### Given problem
Extract exactly the range of lines bounded by the line containing "Practice step: indicate the natural" and the final line of the listing, both ends included, and no other lines.

--- Begin Data excerpts ---

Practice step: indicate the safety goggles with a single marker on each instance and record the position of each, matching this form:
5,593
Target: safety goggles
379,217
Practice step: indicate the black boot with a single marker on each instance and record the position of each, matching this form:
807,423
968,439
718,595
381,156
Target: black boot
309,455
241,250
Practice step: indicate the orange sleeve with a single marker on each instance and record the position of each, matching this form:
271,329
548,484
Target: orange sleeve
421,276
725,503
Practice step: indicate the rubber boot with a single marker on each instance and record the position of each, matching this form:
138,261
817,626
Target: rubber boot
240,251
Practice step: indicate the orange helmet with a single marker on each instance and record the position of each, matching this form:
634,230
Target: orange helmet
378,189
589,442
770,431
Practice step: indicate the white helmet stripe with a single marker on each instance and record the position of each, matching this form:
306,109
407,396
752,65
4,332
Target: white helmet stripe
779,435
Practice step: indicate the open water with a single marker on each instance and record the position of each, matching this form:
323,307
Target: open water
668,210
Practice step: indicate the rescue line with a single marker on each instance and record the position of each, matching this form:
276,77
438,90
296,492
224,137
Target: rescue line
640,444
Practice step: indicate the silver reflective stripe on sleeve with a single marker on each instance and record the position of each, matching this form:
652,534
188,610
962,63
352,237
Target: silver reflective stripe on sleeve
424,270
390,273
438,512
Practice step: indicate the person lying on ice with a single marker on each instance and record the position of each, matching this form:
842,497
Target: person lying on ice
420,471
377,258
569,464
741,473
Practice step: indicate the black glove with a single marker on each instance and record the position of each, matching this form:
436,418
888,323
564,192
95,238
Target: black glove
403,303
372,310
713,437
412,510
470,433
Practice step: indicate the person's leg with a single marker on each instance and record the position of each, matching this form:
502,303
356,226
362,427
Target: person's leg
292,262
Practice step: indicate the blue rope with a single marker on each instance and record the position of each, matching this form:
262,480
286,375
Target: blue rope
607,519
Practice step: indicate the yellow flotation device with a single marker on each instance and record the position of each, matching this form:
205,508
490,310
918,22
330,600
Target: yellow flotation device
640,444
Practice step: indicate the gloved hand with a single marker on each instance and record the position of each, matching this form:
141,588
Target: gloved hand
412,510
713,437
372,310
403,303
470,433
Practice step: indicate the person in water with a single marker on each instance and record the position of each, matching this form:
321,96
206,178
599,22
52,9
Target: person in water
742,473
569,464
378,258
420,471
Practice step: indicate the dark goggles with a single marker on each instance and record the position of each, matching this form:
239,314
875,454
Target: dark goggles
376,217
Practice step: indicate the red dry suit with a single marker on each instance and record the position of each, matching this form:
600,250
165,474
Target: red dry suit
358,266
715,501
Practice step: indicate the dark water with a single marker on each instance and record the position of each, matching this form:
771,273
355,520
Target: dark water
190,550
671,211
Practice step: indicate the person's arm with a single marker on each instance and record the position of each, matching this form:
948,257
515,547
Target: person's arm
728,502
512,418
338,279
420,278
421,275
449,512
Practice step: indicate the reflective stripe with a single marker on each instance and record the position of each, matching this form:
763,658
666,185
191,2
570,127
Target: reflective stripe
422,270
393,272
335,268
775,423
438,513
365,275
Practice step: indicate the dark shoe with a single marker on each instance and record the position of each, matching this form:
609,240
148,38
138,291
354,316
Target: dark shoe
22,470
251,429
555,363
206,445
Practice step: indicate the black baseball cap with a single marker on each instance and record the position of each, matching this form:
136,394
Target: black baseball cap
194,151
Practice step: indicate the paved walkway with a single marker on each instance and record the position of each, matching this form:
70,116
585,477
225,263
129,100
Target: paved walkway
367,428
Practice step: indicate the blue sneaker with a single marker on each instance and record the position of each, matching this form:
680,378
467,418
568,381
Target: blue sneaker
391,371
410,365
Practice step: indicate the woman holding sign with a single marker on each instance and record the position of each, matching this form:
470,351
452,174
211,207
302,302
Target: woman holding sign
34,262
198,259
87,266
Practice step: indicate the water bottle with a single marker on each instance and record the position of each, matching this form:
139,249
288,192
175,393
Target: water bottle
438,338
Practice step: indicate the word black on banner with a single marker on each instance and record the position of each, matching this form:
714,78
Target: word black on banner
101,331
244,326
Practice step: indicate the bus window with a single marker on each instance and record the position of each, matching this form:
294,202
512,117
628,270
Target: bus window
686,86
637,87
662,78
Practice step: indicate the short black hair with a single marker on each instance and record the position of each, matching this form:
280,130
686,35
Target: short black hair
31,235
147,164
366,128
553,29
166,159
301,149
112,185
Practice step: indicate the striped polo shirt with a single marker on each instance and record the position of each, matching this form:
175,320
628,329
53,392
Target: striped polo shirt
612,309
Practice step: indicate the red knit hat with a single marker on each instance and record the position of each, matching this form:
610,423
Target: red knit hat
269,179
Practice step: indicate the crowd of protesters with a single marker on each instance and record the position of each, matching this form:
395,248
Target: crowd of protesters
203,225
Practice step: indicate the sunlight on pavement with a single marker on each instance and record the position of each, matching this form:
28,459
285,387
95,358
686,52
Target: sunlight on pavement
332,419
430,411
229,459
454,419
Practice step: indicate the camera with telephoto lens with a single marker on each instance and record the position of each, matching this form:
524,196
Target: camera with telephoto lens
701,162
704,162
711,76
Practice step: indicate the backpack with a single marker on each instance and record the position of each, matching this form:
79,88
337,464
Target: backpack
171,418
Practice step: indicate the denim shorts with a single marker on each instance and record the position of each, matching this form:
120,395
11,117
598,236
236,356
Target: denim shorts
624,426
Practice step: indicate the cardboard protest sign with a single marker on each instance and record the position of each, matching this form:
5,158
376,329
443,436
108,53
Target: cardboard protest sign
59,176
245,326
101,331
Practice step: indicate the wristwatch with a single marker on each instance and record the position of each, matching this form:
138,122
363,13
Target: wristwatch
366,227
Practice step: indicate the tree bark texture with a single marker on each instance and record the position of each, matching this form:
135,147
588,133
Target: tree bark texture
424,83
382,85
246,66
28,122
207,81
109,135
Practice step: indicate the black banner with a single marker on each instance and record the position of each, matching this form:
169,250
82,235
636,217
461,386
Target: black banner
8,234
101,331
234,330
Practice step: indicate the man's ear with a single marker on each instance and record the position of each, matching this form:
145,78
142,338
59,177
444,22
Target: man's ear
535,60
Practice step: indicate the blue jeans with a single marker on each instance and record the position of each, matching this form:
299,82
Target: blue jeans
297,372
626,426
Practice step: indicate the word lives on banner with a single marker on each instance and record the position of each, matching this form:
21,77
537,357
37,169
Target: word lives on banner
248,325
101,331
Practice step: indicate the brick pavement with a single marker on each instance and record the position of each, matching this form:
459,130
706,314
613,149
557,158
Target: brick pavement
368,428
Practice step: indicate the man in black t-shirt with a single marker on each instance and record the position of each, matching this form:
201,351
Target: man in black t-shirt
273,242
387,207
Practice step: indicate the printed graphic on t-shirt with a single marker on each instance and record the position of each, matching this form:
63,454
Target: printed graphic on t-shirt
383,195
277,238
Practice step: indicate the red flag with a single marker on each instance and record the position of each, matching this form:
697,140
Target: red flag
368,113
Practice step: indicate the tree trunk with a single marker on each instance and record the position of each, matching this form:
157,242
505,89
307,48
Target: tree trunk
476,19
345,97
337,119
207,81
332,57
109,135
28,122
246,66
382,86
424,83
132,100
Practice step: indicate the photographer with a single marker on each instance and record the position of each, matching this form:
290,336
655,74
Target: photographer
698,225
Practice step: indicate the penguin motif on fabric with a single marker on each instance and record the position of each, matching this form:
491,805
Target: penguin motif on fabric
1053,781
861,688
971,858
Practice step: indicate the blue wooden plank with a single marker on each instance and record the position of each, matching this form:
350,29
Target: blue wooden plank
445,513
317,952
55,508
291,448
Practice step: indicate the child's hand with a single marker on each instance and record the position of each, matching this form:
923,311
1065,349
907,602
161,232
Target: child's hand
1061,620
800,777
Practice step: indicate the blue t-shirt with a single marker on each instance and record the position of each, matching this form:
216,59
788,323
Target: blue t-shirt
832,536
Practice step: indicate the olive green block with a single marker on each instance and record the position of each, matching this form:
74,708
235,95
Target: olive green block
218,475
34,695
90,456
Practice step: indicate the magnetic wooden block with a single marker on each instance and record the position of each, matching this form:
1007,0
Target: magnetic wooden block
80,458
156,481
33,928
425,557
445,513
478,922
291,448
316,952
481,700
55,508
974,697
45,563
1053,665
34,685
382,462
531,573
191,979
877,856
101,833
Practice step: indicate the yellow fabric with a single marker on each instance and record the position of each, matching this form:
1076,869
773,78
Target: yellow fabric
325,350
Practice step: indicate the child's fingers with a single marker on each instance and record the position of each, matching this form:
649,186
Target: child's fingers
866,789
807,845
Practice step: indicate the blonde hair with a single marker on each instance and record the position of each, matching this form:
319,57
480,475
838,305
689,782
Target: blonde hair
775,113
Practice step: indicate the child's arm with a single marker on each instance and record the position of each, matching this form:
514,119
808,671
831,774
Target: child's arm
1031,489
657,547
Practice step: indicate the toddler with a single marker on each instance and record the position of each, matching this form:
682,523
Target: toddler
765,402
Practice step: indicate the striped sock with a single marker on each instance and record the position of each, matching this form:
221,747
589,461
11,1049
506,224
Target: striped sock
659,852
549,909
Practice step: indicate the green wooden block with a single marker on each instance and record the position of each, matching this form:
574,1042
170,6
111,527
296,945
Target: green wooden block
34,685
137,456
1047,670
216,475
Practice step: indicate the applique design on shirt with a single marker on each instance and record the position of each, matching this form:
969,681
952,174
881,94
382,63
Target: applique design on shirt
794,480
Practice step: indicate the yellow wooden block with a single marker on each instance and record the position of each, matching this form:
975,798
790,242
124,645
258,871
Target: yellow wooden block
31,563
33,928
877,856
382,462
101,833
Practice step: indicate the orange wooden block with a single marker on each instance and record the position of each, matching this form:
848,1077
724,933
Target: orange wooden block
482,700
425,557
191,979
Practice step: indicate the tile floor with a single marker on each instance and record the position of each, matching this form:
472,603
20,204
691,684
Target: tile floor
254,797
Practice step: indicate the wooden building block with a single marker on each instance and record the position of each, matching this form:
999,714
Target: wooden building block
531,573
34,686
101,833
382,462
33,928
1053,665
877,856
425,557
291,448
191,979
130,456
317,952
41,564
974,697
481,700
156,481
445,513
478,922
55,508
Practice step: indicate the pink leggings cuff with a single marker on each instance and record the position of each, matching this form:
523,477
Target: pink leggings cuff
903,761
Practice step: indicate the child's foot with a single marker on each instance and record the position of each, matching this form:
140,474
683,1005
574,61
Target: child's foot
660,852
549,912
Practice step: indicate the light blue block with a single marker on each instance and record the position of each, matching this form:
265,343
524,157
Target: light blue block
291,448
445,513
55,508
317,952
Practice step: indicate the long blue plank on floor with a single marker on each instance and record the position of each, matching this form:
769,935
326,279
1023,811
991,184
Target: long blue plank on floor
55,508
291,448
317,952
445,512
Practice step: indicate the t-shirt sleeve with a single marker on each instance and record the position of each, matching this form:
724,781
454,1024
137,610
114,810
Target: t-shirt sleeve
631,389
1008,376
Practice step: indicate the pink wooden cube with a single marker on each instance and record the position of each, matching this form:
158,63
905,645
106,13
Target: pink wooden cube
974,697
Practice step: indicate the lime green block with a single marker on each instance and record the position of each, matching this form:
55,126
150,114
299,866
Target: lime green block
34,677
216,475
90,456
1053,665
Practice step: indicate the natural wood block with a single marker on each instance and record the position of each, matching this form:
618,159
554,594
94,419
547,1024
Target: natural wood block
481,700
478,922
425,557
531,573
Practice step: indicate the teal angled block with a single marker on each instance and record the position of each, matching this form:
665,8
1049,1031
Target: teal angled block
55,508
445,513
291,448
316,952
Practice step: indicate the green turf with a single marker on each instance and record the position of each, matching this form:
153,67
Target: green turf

--- End Data excerpts ---

### Written answer
Practice step: indicate the natural wood block with a single marker on each instance and record the position of each, matching this form:
618,159
554,594
94,419
547,1024
Target: natural wood block
481,700
478,922
425,557
531,573
Practice step: indicate the teal angled block with a single marker on each instance and record the position of each, matching this form:
665,8
1049,1031
Target: teal angled block
55,508
445,513
291,448
316,952
Practice step: indicate the green turf with a single marker on each instance and record the position of each, matching this form:
153,67
Target: green turf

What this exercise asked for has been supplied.